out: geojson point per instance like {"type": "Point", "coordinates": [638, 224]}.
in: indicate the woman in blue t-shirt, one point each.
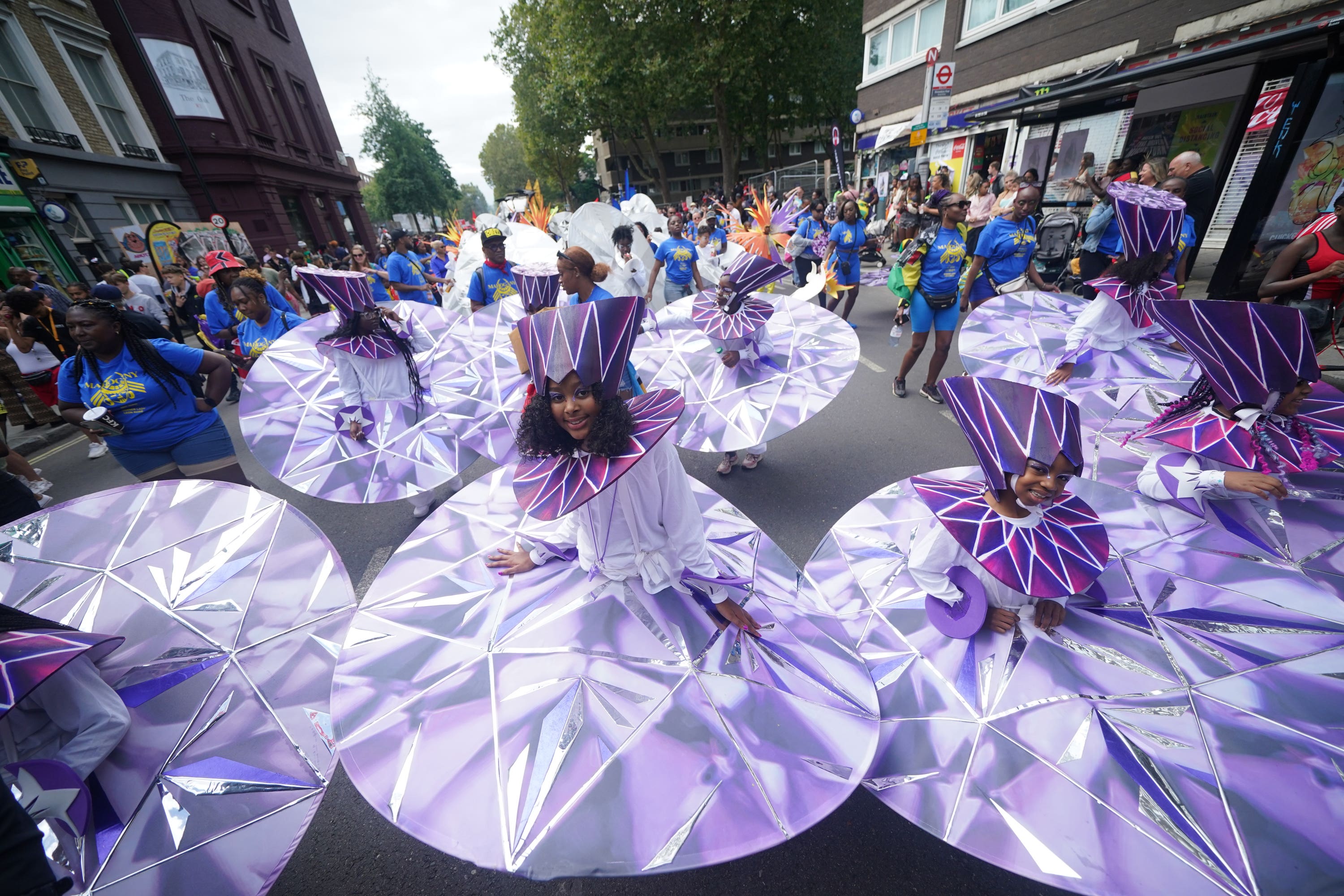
{"type": "Point", "coordinates": [847, 240]}
{"type": "Point", "coordinates": [146, 386]}
{"type": "Point", "coordinates": [261, 324]}
{"type": "Point", "coordinates": [933, 302]}
{"type": "Point", "coordinates": [1004, 250]}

Directions for this task
Produce the entries above once more, exactly as given, with each picture left out.

Exercise result
out: geojson point per instance like {"type": "Point", "coordinates": [638, 224]}.
in: indicate the woman in blue t-shirt, one point each.
{"type": "Point", "coordinates": [847, 240]}
{"type": "Point", "coordinates": [146, 386]}
{"type": "Point", "coordinates": [261, 324]}
{"type": "Point", "coordinates": [933, 302]}
{"type": "Point", "coordinates": [1004, 250]}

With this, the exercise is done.